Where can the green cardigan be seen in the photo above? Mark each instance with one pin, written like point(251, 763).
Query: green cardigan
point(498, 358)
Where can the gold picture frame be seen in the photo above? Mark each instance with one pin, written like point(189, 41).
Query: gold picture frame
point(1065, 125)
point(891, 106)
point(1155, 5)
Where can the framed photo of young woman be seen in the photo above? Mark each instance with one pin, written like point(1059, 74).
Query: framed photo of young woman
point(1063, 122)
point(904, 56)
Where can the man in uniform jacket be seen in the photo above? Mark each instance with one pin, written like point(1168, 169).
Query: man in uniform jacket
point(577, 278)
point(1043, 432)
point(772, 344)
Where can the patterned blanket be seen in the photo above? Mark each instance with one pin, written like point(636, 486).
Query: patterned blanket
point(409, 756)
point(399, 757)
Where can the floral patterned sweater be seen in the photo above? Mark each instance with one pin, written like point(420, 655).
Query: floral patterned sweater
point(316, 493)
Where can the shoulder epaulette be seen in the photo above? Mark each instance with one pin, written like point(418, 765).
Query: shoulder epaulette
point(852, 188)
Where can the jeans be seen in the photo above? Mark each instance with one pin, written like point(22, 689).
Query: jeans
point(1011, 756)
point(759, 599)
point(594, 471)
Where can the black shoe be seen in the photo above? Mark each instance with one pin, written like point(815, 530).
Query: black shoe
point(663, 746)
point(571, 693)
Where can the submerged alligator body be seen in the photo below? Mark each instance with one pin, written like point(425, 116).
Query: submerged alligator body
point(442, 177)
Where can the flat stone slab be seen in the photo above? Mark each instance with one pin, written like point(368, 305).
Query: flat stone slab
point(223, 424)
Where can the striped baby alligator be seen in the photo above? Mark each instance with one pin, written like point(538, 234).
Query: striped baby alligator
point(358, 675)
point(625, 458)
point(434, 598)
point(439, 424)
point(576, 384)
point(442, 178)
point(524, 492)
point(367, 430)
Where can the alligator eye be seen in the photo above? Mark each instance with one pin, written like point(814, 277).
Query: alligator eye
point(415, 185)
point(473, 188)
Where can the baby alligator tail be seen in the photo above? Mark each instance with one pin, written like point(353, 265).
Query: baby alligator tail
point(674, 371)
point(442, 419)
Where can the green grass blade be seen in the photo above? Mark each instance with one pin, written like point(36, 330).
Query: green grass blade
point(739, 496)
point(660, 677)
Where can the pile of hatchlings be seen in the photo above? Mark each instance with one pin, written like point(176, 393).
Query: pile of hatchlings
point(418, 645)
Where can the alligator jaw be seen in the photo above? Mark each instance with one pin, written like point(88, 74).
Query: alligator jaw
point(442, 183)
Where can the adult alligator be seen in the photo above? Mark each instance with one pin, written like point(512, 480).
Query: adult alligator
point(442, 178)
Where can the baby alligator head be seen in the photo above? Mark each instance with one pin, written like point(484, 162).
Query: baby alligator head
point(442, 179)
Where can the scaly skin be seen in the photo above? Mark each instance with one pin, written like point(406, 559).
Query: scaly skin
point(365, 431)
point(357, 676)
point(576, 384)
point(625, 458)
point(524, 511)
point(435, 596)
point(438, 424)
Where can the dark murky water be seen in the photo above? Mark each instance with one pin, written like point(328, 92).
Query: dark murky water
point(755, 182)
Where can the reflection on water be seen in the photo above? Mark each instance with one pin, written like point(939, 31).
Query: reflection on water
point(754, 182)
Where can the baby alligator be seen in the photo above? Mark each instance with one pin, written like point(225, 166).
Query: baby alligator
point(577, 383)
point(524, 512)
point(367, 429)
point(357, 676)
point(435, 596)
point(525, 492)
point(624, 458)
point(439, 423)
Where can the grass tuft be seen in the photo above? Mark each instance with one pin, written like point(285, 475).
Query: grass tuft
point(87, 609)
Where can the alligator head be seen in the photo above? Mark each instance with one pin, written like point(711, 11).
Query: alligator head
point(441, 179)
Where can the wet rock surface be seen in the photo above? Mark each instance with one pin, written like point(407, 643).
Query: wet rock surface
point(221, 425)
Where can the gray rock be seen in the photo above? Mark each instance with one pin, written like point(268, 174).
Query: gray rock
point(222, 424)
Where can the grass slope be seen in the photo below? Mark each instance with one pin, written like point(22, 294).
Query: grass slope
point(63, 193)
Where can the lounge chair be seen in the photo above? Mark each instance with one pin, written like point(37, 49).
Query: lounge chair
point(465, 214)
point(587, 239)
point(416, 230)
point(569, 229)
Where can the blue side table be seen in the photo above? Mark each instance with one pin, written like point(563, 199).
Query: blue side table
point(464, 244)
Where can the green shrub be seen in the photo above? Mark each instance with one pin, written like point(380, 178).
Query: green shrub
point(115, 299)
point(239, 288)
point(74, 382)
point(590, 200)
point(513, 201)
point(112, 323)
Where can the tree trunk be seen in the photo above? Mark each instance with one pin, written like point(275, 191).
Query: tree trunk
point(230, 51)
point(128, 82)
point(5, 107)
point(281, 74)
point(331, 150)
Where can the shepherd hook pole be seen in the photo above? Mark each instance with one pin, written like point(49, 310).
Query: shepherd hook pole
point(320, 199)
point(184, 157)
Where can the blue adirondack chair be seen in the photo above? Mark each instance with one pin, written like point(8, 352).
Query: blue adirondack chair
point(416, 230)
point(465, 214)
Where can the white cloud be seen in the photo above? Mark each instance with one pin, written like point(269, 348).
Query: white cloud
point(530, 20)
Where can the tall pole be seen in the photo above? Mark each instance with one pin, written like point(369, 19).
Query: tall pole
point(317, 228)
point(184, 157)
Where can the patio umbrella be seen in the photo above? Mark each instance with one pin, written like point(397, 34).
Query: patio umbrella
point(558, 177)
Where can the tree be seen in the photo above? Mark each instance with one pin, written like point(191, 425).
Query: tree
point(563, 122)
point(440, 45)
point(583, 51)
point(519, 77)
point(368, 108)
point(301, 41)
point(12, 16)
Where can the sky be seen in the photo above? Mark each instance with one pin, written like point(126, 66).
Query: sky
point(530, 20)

────────────────────────────────────────

• [Exercise] Put every one of the lines above into a Markdown table with two columns, Row and Line. Number the rows in order and skip any blank lines.

• [Expected output]
| Row | Line |
|---|---|
| 1 | Where can the green cardigan be seen in the photo above? Mark each instance with one pin, written like point(251, 763). |
| 2 | Query: green cardigan |
| 3 | point(498, 358) |
| 4 | Where can the gold picture frame be seen in the photo above? Mark each instance with one pin, written like point(189, 41). |
| 5 | Query: gold picture frame |
| 6 | point(1065, 125) |
| 7 | point(891, 106) |
| 8 | point(1155, 5) |
| 9 | Where can the framed photo of young woman be seen in the photo above? Mark each instance with one pin, written like point(1059, 74). |
| 10 | Query: framed photo of young woman |
| 11 | point(1063, 122) |
| 12 | point(904, 56) |
| 13 | Where can the man in uniform jacket be seen in the photo above? Mark each instance with one pin, written like point(1168, 169). |
| 14 | Query: man in uniform jacket |
| 15 | point(577, 278) |
| 16 | point(1043, 432) |
| 17 | point(772, 344) |
| 18 | Where can the patterned blanket be seen in the photo above? Mark each instance with one pin, written like point(636, 486). |
| 19 | Query: patterned blanket |
| 20 | point(409, 756) |
| 21 | point(399, 757) |
| 22 | Where can the floral patterned sweater be seen in the photo above? Mark each instance with one pin, written like point(420, 655). |
| 23 | Query: floral patterned sweater |
| 24 | point(316, 493) |
| 25 | Where can the shoulder epaulette be seen in the photo above? Mark each instance with one pin, written like point(418, 765). |
| 26 | Query: shoulder epaulette |
| 27 | point(852, 188) |
| 28 | Where can the jeans be seen in the photo above? Mark each instance with one pin, written like point(22, 689). |
| 29 | Query: jeans |
| 30 | point(1011, 756) |
| 31 | point(759, 599) |
| 32 | point(594, 471) |
| 33 | Where can the black shoe be seen in the photo above? Mark each instance with one pin, written like point(815, 530). |
| 34 | Query: black shoe |
| 35 | point(663, 746) |
| 36 | point(571, 693) |
| 37 | Where can the submerged alligator body be seen in the photo below? Mark each instance with one pin, written like point(425, 116). |
| 38 | Query: submerged alligator body |
| 39 | point(442, 177) |
| 40 | Where can the flat stone slab be seen in the photo above? Mark each instance with one pin, written like point(368, 305). |
| 41 | Query: flat stone slab |
| 42 | point(223, 424) |
| 43 | Where can the striped baby alligator be seen in the photo above? Mark each instance with one pin, written like point(538, 234). |
| 44 | Query: striped baby alligator |
| 45 | point(358, 675) |
| 46 | point(625, 458) |
| 47 | point(434, 598) |
| 48 | point(439, 424) |
| 49 | point(576, 384) |
| 50 | point(442, 178) |
| 51 | point(524, 492) |
| 52 | point(367, 430) |
| 53 | Where can the alligator eye be seen in the photo above? Mark each instance with one pin, written like point(814, 277). |
| 54 | Query: alligator eye |
| 55 | point(415, 185) |
| 56 | point(473, 188) |
| 57 | Where can the baby alligator tail be seen in the photo above? Mark each instance with one pin, written like point(353, 265). |
| 58 | Query: baby alligator tail |
| 59 | point(674, 371) |
| 60 | point(442, 419) |
| 61 | Where can the green grass blade be seen in the photo above? Mark each instance with one pin, written like point(36, 330). |
| 62 | Query: green grass blade |
| 63 | point(739, 496) |
| 64 | point(660, 677) |
| 65 | Where can the pile of hatchlings be seen in the photo above? Mark each instance with one pin, written like point(176, 393). |
| 66 | Query: pile of hatchlings |
| 67 | point(418, 645) |
| 68 | Where can the alligator jaw be seen in the photo above? Mark each instance with one pin, written like point(88, 74). |
| 69 | Query: alligator jaw |
| 70 | point(442, 183) |
| 71 | Where can the adult alligator be seen in the photo above? Mark each instance with one pin, written like point(512, 480). |
| 72 | Query: adult alligator |
| 73 | point(442, 178) |
| 74 | Where can the baby alligator head be seen in the photo above? Mark each instance with one pin, written like point(484, 162). |
| 75 | Query: baby alligator head |
| 76 | point(442, 179) |
| 77 | Where can the scaly skin be seen in the photo above? Mark each instance with one pin, written like point(406, 559). |
| 78 | Query: scaly skin |
| 79 | point(365, 431) |
| 80 | point(357, 676) |
| 81 | point(576, 384) |
| 82 | point(625, 458) |
| 83 | point(524, 511) |
| 84 | point(435, 596) |
| 85 | point(438, 424) |
| 86 | Where can the dark murky water be seen in the photo above? Mark each instance with one pin, written like point(328, 92). |
| 87 | Query: dark murky water |
| 88 | point(755, 182) |
| 89 | Where can the reflection on water be seen in the photo above? Mark each instance with one pin, written like point(939, 31). |
| 90 | Query: reflection on water |
| 91 | point(754, 182) |
| 92 | Where can the baby alligator be seen in the photo above? Mark each instance with one pin, written like point(225, 166). |
| 93 | Query: baby alligator |
| 94 | point(577, 383) |
| 95 | point(524, 512) |
| 96 | point(367, 429) |
| 97 | point(357, 676) |
| 98 | point(435, 596) |
| 99 | point(525, 492) |
| 100 | point(624, 458) |
| 101 | point(439, 423) |
| 102 | Where can the grass tuft be seen in the photo above? Mark each instance with one pin, written like point(285, 475). |
| 103 | Query: grass tuft |
| 104 | point(87, 609) |
| 105 | Where can the alligator head be seen in the photo above? Mark each instance with one pin, written like point(711, 11). |
| 106 | Query: alligator head |
| 107 | point(441, 179) |
| 108 | Where can the wet rock surface be seen in the photo above? Mark each instance with one pin, written like point(407, 643). |
| 109 | Query: wet rock surface |
| 110 | point(221, 425) |
| 111 | Where can the gray rock be seen in the photo above? Mark each instance with one pin, written like point(268, 174). |
| 112 | Query: gray rock |
| 113 | point(222, 424) |
| 114 | Where can the grass slope be seen in the photo below? Mark each instance with one pin, written like point(22, 294). |
| 115 | Query: grass slope |
| 116 | point(63, 193) |
| 117 | Where can the lounge chair be seen in the photo above? Mark each instance with one pin, written like point(37, 49). |
| 118 | Query: lounge chair |
| 119 | point(465, 214) |
| 120 | point(587, 239) |
| 121 | point(416, 230) |
| 122 | point(569, 229) |
| 123 | Where can the blue side table be seen in the photo above? Mark each instance with one pin, written like point(563, 199). |
| 124 | Query: blue side table |
| 125 | point(464, 244) |
| 126 | Where can the green shrub be seen in the photo above? Mark each instance with one pin, written like point(380, 178). |
| 127 | Query: green shrub |
| 128 | point(115, 299) |
| 129 | point(239, 288) |
| 130 | point(74, 382) |
| 131 | point(590, 200) |
| 132 | point(513, 201) |
| 133 | point(112, 323) |
| 134 | Where can the tree trunk be seen in the photo above? Mark each instance with one pin, written like point(275, 191). |
| 135 | Query: tree trunk |
| 136 | point(230, 51) |
| 137 | point(128, 82) |
| 138 | point(5, 107) |
| 139 | point(281, 74) |
| 140 | point(331, 150) |
| 141 | Where can the shepherd hook pole be seen in the photo above? Mark each instance with one pin, written like point(49, 310). |
| 142 | Query: shepherd hook pole |
| 143 | point(320, 199) |
| 144 | point(184, 157) |
| 145 | Where can the blue adirondack chair be seen in the photo above? Mark each instance with one pin, written like point(8, 352). |
| 146 | Query: blue adirondack chair |
| 147 | point(416, 230) |
| 148 | point(465, 214) |
| 149 | Where can the white cloud be seen in the photo above? Mark each instance with one pin, written like point(269, 348). |
| 150 | Query: white cloud |
| 151 | point(530, 20) |
| 152 | Where can the tall pole be seen in the photo above? Mark each instance with one pin, written like point(369, 19). |
| 153 | Query: tall pole |
| 154 | point(317, 228) |
| 155 | point(184, 157) |
| 156 | Where can the patio umbrella be seen in the photo above? Mark each instance with one pin, written like point(397, 34). |
| 157 | Query: patio umbrella |
| 158 | point(558, 177) |
| 159 | Where can the tree be seen in the photo above? Mark each instance with one pin, written like point(191, 425). |
| 160 | Query: tree |
| 161 | point(563, 122) |
| 162 | point(440, 45) |
| 163 | point(583, 51) |
| 164 | point(519, 77) |
| 165 | point(368, 108) |
| 166 | point(301, 41) |
| 167 | point(12, 16) |
| 168 | Where can the sky be seen in the photo above? Mark each instance with one pin, written like point(126, 66). |
| 169 | Query: sky |
| 170 | point(530, 20) |